Pneumokokken: Dieses Bakterium ist häufiger Auslöser von Lungenentzündungen, kann aber Hirnhautentzündungen, Mittelohrentzündungen und andere Infektionen verursachen. Aufgrund der immunsuppressiven Therapie, werden falls möglich, 2 verschiedene Impfstoffe (13-valent) und nach 6-12 Monaten (23-valent) eine weitere Impfung empfohlen. Bei Patienten ohne immunsuppressiver Therapie ist eine Impfung ab dem 60. Lebensjahr empfohlen. - Meningokokken: Diese Bakterien können eine u.a. eine Hirnhautentzündung hervorrufen. Aufgrund der erworbenen Schwächung des Immunsystems ist eine Impfung gegen die Serogruppen A, C, W, Y und B empfohlen.
- Humane Papillomaviren (HPV): Diese Viren können die Entstehung von Gebärmutterhals fördern. Empfohlen wird diese Impfung allen Frauen bis zum 17 Lebensjahr, Frauen, die älter als 17 Jahre sind und keine Impfung gegen HPV erhalten haben, können ebenfalls von einer Impfung gegen HPV profitieren. Aus rheumatologischer Sicht wird diese Impfung insbesondere für junge SLE-Patientinnen empfohlen, da bei diesen möglicherweise eine erhöhte Neigung zu persistierenden Infektionen und sekundären Präkanzerosen besteht. Im Gegensatz zu den im Vorfeld erwähnten Impfungen ist eine Kostenübernahme durch die Krankenkassen nach dem 17. Lebensjahr nicht verpflichtend, viele, jedoch nicht alle Krankenkassen übernehmen die Kosten jedoch auch nach dem 17. Lebensjahr.

------------------------------------------------------------

§ **Aufgaben**
**1)** Ab welchem Lebensjahr ist laut dem Textauszug über Impfungen eine Pneumokokken-Impfung bei Patienten ohne immunsuppressive Therapie empfohlen?
**2)** Fasse den Textauszug über Impfungen in drei Sätzen zusammen.
**3)** Führe den Textauszug über Impfungen nach seinem letzten Satz weiter.

------------------------------------------------------------

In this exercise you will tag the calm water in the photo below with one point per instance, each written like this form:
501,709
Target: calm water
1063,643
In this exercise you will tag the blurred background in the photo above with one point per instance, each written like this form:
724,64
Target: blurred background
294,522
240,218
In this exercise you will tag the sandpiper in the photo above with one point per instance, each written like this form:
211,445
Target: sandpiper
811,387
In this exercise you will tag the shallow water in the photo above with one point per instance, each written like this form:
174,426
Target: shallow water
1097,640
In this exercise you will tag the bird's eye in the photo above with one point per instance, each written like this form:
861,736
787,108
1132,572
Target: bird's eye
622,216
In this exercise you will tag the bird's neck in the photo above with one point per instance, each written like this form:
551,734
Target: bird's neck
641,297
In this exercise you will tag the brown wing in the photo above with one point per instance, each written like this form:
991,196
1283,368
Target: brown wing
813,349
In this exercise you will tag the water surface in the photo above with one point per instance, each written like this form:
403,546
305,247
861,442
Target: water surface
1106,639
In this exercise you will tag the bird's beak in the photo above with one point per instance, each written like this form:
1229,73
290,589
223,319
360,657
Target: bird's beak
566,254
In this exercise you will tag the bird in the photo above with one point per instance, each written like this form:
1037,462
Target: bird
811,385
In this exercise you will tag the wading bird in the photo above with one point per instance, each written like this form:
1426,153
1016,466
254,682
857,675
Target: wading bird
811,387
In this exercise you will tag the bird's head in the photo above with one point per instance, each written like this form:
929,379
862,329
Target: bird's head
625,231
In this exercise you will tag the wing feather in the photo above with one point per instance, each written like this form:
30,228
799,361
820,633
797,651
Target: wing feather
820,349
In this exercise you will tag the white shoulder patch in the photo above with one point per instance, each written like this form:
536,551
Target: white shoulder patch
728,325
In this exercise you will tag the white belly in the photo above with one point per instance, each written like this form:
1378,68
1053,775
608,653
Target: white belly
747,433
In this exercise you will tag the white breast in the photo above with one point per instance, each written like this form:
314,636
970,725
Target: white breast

------------------------------------------------------------

§ **Lösungen**
**1)** Ab dem 60. Lebensjahr.

**2)** Wegen der immunsuppressiven Therapie wird gegen Pneumokokken, die häufig Lungenentzündungen auslösen, nach Möglichkeit eine Impfung mit dem 13-valenten und nach 6 bis 12 Monaten mit dem 23-valenten Impfstoff empfohlen. Aufgrund der erworbenen Schwächung des Immunsystems ist außerdem eine Impfung gegen Meningokokken der Serogruppen A, C, W, Y und B empfohlen. Die HPV-Impfung wird aus rheumatologischer Sicht besonders jungen SLE-Patientinnen empfohlen, wobei die Krankenkassen die Kosten nach dem 17. Lebensjahr nicht übernehmen müssen.

**3)**
Weiteres: Die Impfung von Kontaktpersonen (z.B. Familienmitglieder) in der Umgebung immunsupprimierter Patienten stellt eine wichtige Möglichkeit der Infektprophylaxe insbesondere bei Patienten dar, bei denen der Impferfolg mangelhaft oder schwer vorhersehbar ist und/oder bei denen bestimmte (Lebend-) Impfungen kontraindiziert sind. Die Umgebungsprophylaxe mit Lebendimpfstoffen für Masern, Mumps, Röteln (keine Übertragungen berichtet) und Varizellen (selten Übertragung mit mildem Verlauf unter virostatischer Therapie) ist für unsere Patienten ungefährlich.